Copy each line below containing "flagpole".

____

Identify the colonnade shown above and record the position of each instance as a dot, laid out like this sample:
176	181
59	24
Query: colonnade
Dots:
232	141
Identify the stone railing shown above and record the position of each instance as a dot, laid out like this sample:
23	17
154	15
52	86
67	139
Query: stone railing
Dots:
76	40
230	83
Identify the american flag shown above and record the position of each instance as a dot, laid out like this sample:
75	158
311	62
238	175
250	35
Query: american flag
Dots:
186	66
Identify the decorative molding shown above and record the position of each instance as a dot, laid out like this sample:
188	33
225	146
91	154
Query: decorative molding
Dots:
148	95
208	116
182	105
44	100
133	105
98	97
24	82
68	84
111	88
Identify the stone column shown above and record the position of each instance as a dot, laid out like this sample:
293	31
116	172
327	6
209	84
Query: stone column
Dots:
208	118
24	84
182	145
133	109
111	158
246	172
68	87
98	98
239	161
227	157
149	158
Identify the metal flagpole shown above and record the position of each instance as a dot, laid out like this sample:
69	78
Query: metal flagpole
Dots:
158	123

____

[SOLVED PROBLEM]
Identify the metal flagpole shown above and record the position of each instance as a dot, laid out like this sample:
Query: metal flagpole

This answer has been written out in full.